Gestellte Aufgabe A =>
Beantworte anhand des Berichts über das Konstanzer Seenachtsfest die folgenden Fragen.
(i) Wie viele Polizeiboote waren im Seerhein?
(ii) Um wie viel Uhr sollte das Banner an der Brücke aufgehängt werden?
(iii) Wann hatte die Konstanzer Gruppe der Letzten Generation die Demonstration angekündigt?
**** Auszug aus Quelle ****
Am Samstag herrschte Alarmstimmung bei den Konstanzer Behörden – wohl weniger wegen des absehbaren Besucher:innenansturms zum Seenachtsfest, sondern wegen einer angekündigten, aber nicht genehmigten Demo. Die fand auch statt. Allerdings anderswo als gedacht.
Polizei auf dem Döbele, Polizei in der Innenstadt, zwei Polizeiwagen auf der Fahrradbrücke, ein Mannschaftswagen an Eingang zum Herosépark, drei Polizeiboote im Seerhein, uniformierte Beamte auf den Gehwegen und am Ufer, dazwischen Mitarbeiter des städtischen Ordnungsamts: Irgendwas muss sich herumgesprochen haben. Aber was?
Hatte die Präsenz der Ordnungskräfte mit einem möglicherweise bevorstehenden Vorhaben der Klimaschutzorganisation Letzte Generation zu tun? Oder waren sie wegen einer genehmigten Aktion von Fridays for Future Konstanz angerückt, die ein Transparent gegen die motorisierten Jachten („Motorboot macht Klima tot“) an der Brücke befestigen wollten? Um 16 Uhr sollte das Banner aufgehängt werden (es hing dort später auch). Aber warum waren städtische Mitarbeiter:innen und die Polizei schon eine Stunde vorher da?
Vor etwa zwei Wochen hatte die Konstanzer Gruppe der Letzten Generation eine Demonstration angekündigt – am Nachmittag des Seenachtsfests, zu dem regelmäßig Zehntausende anreisen, die meisten davon wenig klimafreundlich. Als dann allerdings die Anmeldung zur Demo ausblieb, veröffentlichte die Verwaltung eine Allgemeinverfügung – und untersagte kurzerhand jeden Protest „auf den Straßen der denkmalgeschützten Innenstadt“. Offenbar ging der Verwaltung der Klimanotstandsstadt die Vorstellung dann doch zu weit, dass eine kleine Demo die im Trubel des Massenauflaufs steckenden Feuerwerksgäste stören könnte.
**** Bereitgestellte Daten ****
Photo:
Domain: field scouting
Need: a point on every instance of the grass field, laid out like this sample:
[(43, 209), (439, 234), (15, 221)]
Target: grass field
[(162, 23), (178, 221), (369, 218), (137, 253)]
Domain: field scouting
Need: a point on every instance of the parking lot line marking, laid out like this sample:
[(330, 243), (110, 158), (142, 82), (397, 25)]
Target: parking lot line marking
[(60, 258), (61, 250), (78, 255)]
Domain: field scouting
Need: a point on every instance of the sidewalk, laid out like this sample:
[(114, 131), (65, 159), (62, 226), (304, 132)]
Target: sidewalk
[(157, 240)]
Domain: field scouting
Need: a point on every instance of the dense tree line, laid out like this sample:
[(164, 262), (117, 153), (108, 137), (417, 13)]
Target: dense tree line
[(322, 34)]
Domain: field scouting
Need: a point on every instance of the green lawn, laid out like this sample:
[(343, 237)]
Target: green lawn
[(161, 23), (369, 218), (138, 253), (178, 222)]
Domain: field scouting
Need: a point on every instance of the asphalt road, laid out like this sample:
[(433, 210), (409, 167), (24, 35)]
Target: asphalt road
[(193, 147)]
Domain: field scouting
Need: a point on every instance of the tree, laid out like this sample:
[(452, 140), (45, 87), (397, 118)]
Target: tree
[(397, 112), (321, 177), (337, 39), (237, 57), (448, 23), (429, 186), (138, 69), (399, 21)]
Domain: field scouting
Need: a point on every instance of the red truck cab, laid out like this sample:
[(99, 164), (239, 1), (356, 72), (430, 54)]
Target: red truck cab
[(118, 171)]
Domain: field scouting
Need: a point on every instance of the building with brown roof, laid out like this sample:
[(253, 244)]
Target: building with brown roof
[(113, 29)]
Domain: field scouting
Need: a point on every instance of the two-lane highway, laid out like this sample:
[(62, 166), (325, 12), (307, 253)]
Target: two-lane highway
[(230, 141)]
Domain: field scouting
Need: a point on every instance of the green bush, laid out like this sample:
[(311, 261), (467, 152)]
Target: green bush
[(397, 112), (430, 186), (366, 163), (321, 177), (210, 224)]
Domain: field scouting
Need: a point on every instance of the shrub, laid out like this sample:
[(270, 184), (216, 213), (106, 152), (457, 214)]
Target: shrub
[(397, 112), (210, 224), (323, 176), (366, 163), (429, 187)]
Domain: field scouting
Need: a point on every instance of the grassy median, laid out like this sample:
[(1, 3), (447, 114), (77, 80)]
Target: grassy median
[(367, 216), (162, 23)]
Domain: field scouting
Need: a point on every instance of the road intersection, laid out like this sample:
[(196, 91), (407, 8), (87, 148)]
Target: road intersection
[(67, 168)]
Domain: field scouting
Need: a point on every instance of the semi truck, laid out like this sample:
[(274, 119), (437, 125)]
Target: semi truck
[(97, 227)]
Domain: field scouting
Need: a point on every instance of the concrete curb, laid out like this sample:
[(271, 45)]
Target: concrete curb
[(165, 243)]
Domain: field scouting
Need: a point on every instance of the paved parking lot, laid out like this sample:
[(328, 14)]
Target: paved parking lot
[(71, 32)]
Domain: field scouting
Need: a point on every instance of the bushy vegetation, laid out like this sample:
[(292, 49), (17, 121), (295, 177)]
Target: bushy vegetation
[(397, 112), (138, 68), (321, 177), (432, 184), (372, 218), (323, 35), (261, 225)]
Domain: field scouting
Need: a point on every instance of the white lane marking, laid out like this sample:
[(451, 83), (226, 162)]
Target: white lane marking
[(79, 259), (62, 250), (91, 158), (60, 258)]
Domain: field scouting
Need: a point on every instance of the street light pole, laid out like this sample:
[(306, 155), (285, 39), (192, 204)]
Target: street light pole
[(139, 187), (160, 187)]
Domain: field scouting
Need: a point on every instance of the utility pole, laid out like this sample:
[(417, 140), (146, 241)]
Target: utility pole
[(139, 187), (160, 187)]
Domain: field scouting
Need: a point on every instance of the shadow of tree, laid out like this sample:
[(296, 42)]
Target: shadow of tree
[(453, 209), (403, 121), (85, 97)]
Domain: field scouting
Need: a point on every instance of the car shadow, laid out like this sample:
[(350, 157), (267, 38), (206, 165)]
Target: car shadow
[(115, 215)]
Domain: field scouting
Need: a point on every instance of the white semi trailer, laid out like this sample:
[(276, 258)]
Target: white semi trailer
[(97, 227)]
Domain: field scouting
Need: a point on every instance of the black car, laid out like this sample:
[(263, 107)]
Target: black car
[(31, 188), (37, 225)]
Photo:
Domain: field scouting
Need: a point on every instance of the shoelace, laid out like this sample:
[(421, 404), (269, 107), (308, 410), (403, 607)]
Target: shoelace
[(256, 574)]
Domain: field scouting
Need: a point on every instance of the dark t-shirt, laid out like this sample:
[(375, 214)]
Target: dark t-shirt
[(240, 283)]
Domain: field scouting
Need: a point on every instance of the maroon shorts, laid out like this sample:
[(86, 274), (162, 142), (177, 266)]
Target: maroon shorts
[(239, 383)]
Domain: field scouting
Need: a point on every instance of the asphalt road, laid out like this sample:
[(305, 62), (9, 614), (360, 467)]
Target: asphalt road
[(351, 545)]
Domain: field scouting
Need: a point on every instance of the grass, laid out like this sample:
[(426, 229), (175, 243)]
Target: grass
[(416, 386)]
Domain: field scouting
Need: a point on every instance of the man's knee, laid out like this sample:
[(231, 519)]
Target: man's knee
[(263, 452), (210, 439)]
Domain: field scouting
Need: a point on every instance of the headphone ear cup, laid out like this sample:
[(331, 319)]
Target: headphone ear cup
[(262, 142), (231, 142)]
****
Gestellte Aufgabe B => Tausche in dem Teil der Auflistung, der mit ihrer ersten Zeile beginnt und mit der Zeile endet, die "[(193, 147)]" enthält, beide Enden eingeschlossen, jedes "field scouting" gegen "site survey" aus. Gib nur diese Zeilen wieder und lass alles andere darin unverändert.

Ergebnis der Aufgabe A =>
(i) Drei.
(ii) Um 16 Uhr.
(iii) Vor etwa zwei Wochen.

Ergebnis der Aufgabe B =>
Photo:
Domain: site survey
Need: a point on every instance of the grass field, laid out like this sample:
[(43, 209), (439, 234), (15, 221)]
Target: grass field
[(162, 23), (178, 221), (369, 218), (137, 253)]
Domain: site survey
Need: a point on every instance of the parking lot line marking, laid out like this sample:
[(330, 243), (110, 158), (142, 82), (397, 25)]
Target: parking lot line marking
[(60, 258), (61, 250), (78, 255)]
Domain: site survey
Need: a point on every instance of the sidewalk, laid out like this sample:
[(114, 131), (65, 159), (62, 226), (304, 132)]
Target: sidewalk
[(157, 240)]
Domain: site survey
Need: a point on every instance of the dense tree line, laid out like this sample:
[(164, 262), (117, 153), (108, 137), (417, 13)]
Target: dense tree line
[(322, 34)]
Domain: site survey
Need: a point on every instance of the green lawn, laid out like this sample:
[(343, 237)]
Target: green lawn
[(161, 23), (369, 218), (138, 253), (178, 222)]
Domain: site survey
Need: a point on every instance of the asphalt road, laid out like this sample:
[(433, 210), (409, 167), (24, 35)]
Target: asphalt road
[(193, 147)]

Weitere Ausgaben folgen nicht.